### Exercise set
1. According to the funding announcement, which organization leads the Manchester health consortium?
2. Reproduce the part of the funding announcement starting with "17.9m for Advanced" and going on through "advanced therapy research,.".
*** Opening Passage to read ***
17.9m for Advanced Therapy Treatment Centre network to bolster clinical trial infrastructure in the UK

The National Institute for Health and Care Research (NIHR), Innovate UK, the Advanced Therapy Treatment Centre Network and the Cell and Gene Therapy Catapult (CGT Catapult) today announce a £17.9 strategic initiative to enhance the UK environment for advanced therapy medicinal product (ATMP) clinical trials at three centres, including Manchester, and to keep the UK as a location of choice for advanced therapy research,.

The initiative will provide a further four years of funding for the Advanced Therapy Treatment Centre Network. The funding will come from NIHR, Innovate UK will provide oversight of the funds and CGT Catapult provide co-ordination of the network.

The ATTC network is currently composed of three centres: Innovate Manchester Advanced Therapy Centre Hub ( iMATCH ); Midlands-Wales Advanced Therapy Treatment Centre; and the Northern Alliance Advanced Therapies Treatment Centre, with the CGT Catapult providing co-ordination.

The manchester health consortium is led by The Christie and also consists of The University of Manchester (including input from Cancer Research UK Manchester Institute and Manchester Cancer Research Centre), Manchester University NHS Foundation Trust (including Royal Manchester Children’s Hospital and Manchester Royal Infirmary) and nine life science focused businesses.
*** Closing Passage to read ***
*** Opening Given data ***
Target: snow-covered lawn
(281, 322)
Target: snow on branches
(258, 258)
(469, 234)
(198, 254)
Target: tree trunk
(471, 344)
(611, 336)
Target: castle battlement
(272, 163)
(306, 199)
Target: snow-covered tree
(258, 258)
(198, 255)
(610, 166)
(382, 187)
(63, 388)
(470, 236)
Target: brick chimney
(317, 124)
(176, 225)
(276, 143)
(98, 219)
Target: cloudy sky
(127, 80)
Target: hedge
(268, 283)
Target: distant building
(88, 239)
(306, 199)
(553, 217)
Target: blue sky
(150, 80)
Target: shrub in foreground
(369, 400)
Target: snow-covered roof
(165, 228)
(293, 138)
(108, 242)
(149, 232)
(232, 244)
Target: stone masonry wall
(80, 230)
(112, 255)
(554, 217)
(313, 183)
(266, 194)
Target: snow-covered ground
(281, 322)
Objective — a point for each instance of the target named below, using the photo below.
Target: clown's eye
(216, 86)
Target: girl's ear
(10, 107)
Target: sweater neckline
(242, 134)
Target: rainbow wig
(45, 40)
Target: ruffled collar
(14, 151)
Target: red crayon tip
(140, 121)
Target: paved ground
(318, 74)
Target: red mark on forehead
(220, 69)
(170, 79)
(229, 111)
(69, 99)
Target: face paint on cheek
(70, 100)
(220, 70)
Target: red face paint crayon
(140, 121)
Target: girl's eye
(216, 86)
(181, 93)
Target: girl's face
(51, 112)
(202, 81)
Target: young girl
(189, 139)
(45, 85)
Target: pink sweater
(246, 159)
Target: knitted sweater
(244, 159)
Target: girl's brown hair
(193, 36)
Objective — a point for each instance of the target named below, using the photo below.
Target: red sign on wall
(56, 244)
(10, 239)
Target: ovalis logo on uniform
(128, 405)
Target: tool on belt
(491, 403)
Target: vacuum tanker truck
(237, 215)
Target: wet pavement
*** Closing Given data ***
### Results for the exercise
1. The Christie leads the Manchester health consortium.

2.
17.9m for Advanced Therapy Treatment Centre network to bolster clinical trial infrastructure in the UK

The National Institute for Health and Care Research (NIHR), Innovate UK, the Advanced Therapy Treatment Centre Network and the Cell and Gene Therapy Catapult (CGT Catapult) today announce a £17.9 strategic initiative to enhance the UK environment for advanced therapy medicinal product (ATMP) clinical trials at three centres, including Manchester, and to keep the UK as a location of choice for advanced therapy research,.